#### REQUIRED ACTIONS
[1] List every street named in the text on Newbury Bridge.
[2] Answer these from the text on Newbury Bridge:
(a) On what date did the bridge collapse unexpectedly?
(b) What grade of listed structure is the current bridge?
(c) What was the first lock on the new section of the Kennet and Avon Canal?
[TEXT SHOWN]
Newbury Bridge, also known as Kennet Bridge or Town Bridge, is a bridge across the River Kennet in the town centre of Newbury in the English county of Berkshire. The bridge carries Bridge Street, which links Northbrook Street, to the north of the river, with Bartholomew Street, to the south. The river channel under the bridge is also used by boats navigating the Kennet and Avon Canal. The current bridge was built between 1769 and 1772 and has three arches, although the two outer arches are now hidden by flanking buildings. It is a Grade II* listed structure.

== History ==
The first bridge across the River Kennet in Newbury dates back to the Middle Ages, and the earliest reference to it is an account of its reconstruction in the 14th Century. In 1312, King Edward II directed that the bridge should be kept in good order. By 1623, the bridge is recorded as being built of wood, being 30 ft in length and 20 ft in width, and having shops on it. However on 5 February of that year, the bridge collapsed unexpectedly. The bridge was presumably rebuilt, as in 1644, during the Second Battle of Newbury, a guard was placed on the bridge by the Cavaliers to prevent an attack from the south by the Roundheads.

In 1723, the Kennet Navigation made the River Kennet navigable downstream from Newbury to the River Thames in Reading, but the navigation terminated to the east of the bridge and did not pass under it. In 1726, the wooden bridge was swept away by floods and subsequently replaced with another similar bridge. In 1769 this bridge was demolished and work started on the current triple arched stone and brick bridge. The work was under the direction of the builder, who is variously reported as James Clarke or James Clark, and was completed in 1772.

In 1794, work started on the centre section of the Kennet and Avon Canal, which would extend the Kennet Navigation to Bath, thus providing a through route between London and Bristol. The new canal used the stretch of the River Kennet under the bridge to gain access to Newbury Lock, the first lock on the new section. As the bridge pre-dated the canal, there was no provision for a towpath under the bridge. In the absence of this, a line to haul the barge had to be floated under the bridge and then re-attached to the horse where the tow path resumed. Over time, grooves were worn by hauling lines under the bridge and these can still be seen today.

By the outbreak of World War II, Newbury Bridge still provided the only through road crossing over the Kennet in the Newbury area, and military planners were concerned about the consequences of it being damaged or destroyed in an air raid. As a result, in 1940, a temporary bridge was built some 250 m downstream, this bridge becoming known as the American Bridge and lasting until it was replaced in 2001. The American Bridge was to be the first of three bypass bridges built. The second was a bridge on the first Newbury by-pass, 100 m further downstream from the American Bridge, opened in 1963. When the first by-pass proved insufficient to cope with the volume of traffic travelling north-south through the Newbury area, a second by-pass was built to the west of Newbury. This included separate bridges over the river and canal some 2.2 km upstream of the Town Bridge, and opened in 1998.
[/TEXT SHOWN]
[SUPPLIED MATERIAL]
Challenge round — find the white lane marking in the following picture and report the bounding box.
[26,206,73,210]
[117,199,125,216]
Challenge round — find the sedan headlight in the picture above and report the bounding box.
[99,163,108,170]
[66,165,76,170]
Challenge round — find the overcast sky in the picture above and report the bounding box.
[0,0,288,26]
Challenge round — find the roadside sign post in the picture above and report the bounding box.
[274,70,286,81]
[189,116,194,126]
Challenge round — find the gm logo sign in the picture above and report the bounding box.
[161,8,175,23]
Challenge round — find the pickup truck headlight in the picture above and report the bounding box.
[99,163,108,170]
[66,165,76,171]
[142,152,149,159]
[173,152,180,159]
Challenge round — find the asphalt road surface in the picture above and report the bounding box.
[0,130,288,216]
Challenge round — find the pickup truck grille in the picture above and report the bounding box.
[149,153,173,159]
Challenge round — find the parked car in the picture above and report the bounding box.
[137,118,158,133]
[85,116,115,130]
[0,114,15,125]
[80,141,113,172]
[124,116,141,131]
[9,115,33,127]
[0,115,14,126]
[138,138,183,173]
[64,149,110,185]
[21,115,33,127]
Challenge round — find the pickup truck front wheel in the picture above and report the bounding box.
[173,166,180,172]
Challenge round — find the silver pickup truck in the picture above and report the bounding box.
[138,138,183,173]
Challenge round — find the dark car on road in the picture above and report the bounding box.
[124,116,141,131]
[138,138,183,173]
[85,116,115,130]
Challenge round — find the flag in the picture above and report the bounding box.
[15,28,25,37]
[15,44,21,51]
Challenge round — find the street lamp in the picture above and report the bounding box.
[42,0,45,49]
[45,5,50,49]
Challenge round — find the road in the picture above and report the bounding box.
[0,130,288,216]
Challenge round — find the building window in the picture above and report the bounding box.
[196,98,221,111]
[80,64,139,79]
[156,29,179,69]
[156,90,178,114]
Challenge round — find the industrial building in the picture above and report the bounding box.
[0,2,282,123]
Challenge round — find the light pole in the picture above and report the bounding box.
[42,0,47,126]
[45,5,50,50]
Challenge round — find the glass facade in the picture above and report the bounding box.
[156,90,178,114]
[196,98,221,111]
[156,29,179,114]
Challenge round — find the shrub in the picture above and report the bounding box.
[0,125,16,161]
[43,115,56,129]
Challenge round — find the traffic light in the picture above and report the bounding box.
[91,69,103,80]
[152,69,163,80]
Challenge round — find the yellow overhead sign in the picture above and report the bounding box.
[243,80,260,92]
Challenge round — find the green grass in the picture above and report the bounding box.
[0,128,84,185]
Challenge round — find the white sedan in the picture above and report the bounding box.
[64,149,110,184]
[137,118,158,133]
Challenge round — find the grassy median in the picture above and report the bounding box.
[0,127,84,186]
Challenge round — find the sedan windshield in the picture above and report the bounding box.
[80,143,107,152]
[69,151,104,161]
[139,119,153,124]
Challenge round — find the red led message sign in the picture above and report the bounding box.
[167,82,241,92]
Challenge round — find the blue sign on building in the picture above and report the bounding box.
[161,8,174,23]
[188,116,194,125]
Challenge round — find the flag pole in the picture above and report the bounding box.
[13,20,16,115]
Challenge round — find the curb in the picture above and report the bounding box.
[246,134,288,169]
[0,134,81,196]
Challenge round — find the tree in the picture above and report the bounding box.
[/SUPPLIED MATERIAL]
[SUPPLIED MATERIAL]
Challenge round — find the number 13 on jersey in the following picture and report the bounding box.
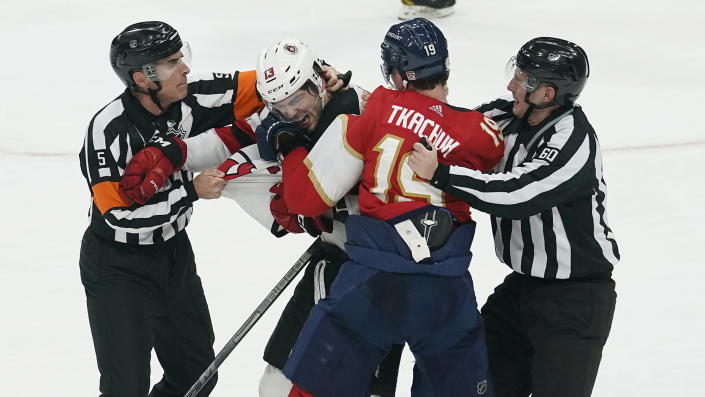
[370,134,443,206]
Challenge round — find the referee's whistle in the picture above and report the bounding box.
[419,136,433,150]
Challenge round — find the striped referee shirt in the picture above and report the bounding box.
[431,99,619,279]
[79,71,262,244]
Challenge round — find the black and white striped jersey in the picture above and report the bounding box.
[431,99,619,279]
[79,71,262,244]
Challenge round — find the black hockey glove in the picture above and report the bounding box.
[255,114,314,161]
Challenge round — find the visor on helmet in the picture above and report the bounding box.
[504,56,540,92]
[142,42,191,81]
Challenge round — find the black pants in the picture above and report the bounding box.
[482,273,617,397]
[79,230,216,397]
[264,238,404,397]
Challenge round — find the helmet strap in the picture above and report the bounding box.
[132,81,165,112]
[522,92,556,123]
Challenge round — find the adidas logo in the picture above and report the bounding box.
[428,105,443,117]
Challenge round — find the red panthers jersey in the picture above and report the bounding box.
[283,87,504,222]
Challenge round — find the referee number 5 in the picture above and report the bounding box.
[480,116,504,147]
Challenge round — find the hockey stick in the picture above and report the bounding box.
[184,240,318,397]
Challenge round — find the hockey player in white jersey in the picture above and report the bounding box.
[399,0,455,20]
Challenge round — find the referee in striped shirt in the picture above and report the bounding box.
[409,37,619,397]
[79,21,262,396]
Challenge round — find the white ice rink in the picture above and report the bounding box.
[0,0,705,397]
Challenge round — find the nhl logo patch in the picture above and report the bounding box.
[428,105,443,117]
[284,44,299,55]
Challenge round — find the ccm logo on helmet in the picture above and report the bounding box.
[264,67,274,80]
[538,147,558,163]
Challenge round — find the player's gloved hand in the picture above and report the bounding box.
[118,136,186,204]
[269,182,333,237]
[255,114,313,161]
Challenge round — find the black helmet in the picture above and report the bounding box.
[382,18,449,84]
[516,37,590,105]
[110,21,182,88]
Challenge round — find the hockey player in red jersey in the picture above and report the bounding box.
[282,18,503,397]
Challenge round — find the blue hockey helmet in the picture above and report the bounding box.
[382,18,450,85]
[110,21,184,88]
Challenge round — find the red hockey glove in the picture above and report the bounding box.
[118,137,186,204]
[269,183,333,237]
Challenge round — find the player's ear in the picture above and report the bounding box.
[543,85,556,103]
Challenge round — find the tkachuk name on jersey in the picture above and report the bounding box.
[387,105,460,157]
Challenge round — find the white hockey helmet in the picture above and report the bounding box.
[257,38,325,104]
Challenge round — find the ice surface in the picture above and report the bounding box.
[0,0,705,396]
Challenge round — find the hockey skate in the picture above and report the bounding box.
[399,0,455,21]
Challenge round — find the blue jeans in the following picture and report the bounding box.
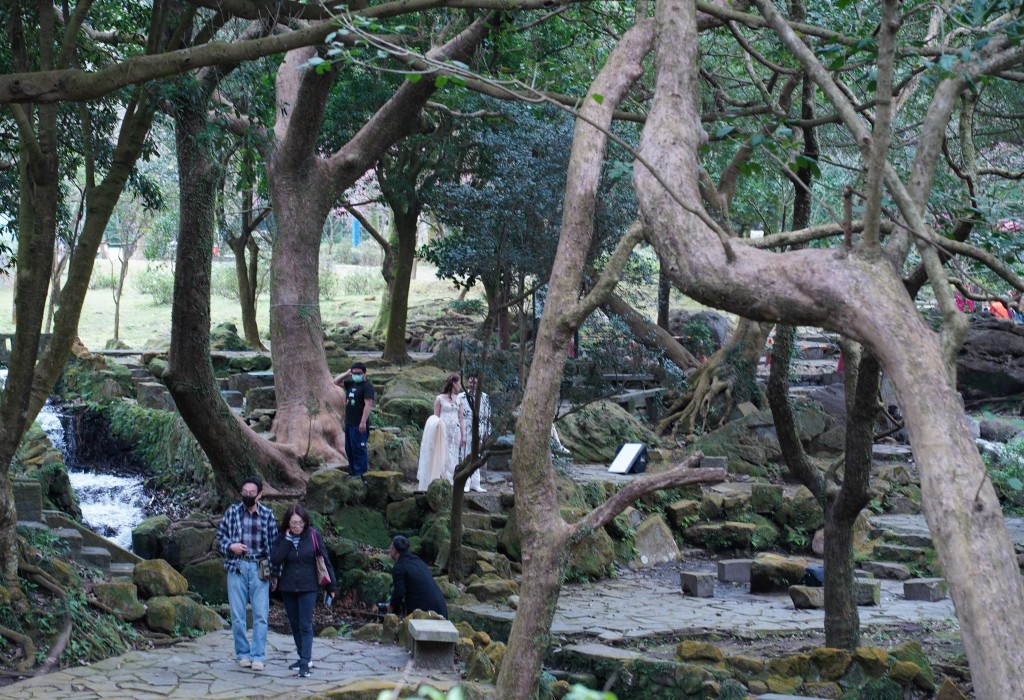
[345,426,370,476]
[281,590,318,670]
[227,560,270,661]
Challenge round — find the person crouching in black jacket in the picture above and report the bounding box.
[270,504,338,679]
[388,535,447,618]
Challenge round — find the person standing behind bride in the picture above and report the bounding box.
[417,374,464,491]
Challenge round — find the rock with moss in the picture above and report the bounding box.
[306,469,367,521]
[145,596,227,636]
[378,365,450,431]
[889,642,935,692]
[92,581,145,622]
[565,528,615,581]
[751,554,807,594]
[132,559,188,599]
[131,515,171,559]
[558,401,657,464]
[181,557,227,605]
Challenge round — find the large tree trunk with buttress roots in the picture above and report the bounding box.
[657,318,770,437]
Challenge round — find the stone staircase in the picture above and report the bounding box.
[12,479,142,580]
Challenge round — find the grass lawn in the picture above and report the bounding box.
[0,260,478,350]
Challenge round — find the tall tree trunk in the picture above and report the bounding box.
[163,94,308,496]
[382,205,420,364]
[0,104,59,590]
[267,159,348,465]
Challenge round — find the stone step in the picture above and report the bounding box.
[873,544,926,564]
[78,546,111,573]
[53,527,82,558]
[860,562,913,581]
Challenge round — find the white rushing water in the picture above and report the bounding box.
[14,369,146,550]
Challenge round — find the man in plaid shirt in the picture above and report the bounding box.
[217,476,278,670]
[/SUPPLIED MATERIAL]
#### RESULTS FOR EACH TASK
[1] Bridge Street, Northbrook Street, Bartholomew Street

[2]
(a) 5 February 1623
(b) Grade II*
(c) Newbury Lock